Organic food is a con? Can't wait to hear more.

The term organic in chemistry and in food are often conflated and a carrot is molecularly/atomically the same whether it's grown with loads of fertiliser or not but to suggest that there is no flavour difference between food that is grown one way as opposed to another suggests you've never actually tried it or you have no palate.

A3K - yes 1762. Have edited the original post now. 1762 throws a lot of ethyl hexoanate (red apple ester) which settles with time so the lovely date/fig etc flavours can shine.


----------



## wereprawn

manticle said:


> Organic food is a con? Can't wait to hear more.
> 
> The term organic in chemistry and in food are often conflated and a carrot is molecularly/atomically the same whether it's grown with loads of fertiliser or not but to suggest that there is no flavour difference between food that is grown one way as opposed to another suggests you've never actually tried it or you have no palate.
> 
> A3K - yes 1762. Have edited the original post now. 1762 throws a lot of ethyl hexoanate (red apple ester) which settles with time so the lovely date/fig etc flavours can shine.


Not saying that plants grown in different soils or with artificial fertilizers don't taste different. It's the use of the word "organic" used in the marketing. Try growing an inorganic carrot! Anyway i'm off to rehydrate some water for my next brew.


----------



## manticle

It's a silly use of the word I'll grant you. Doesn't make the farming methods or market entirely a con though.

There are unfortunate and laughable turns of phrase just about everywhere you look and that's only ever going to increase.


----------



## lael

manticle said:


> Healthy pitching rate/adequate starter size, reduced temperature at the beinning allowed to slowly rise through fermentation, incremental feeding of candy sugar post main ferment, adequate clean up time, long conditioning/lagering time are all things that have helped my bigger belgian style brews.


looks good! still looking at making my own - but want to buy to see the difference. Which dark syrup are you buying? craftbrewer? do you use a combination of syrups or all dark?


----------



## manticle

D2 (darkest) bought variously from grain and grape, craftbrewer and gryphon. Tasting the unfermented product suggest same/very similar product.


----------



## mje1980

manticle said:


> The clear candi isn't worth the cash but the very dark stuff is quite different in flavour from anything I have ever made. It's expensive but I use it only in special brews. It's pretty distinctive as a syrup and those flavours carry over. Bottled up a dark strong recently that I will try and age for a year or so so a few extra bucks is worth it.

####################

JOB 1:
Answer these from the forum thread:
(a) From which three sellers has manticle bought the D2 syrup?
(b) What does wereprawn object to about organic food?
(c) In the post quoted by mje1980, which candi is called not worth the cash?
JOB 2: Repeat word for word the stretch of the forum thread from "Not saying that" through "going to increase.".
JOB 3:
Does each statement agree with the forum thread? Answer yes or no, and quote the words that decide it.
(a) manticle says organic farming methods and the organic market are entirely a con.
(b) lael wants to buy syrup to see the difference from making their own.
(c) manticle uses the very dark candi in every brew.

MATERIAL:
####################

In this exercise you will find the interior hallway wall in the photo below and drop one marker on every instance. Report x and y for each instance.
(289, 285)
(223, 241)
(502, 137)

####################

EXERCISE ANSWER 1:
(a) Grain and grape, craftbrewer and gryphon.
(b) The use of the word "organic" in the marketing.
(c) The clear candi.

EXERCISE ANSWER 2:
Not saying that plants grown in different soils or with artificial fertilizers don't taste different. It's the use of the word "organic" used in the marketing. Try growing an inorganic carrot! Anyway i'm off to rehydrate some water for my next brew.


----------



## manticle

It's a silly use of the word I'll grant you. Doesn't make the farming methods or market entirely a con though.

There are unfortunate and laughable turns of phrase just about everywhere you look and that's only ever going to increase.

EXERCISE ANSWER 3:
(a) No: "Doesn't make the farming methods or market entirely a con though."
(b) Yes: "still looking at making my own - but want to buy to see the difference."
(c) No: "I use it only in special brews."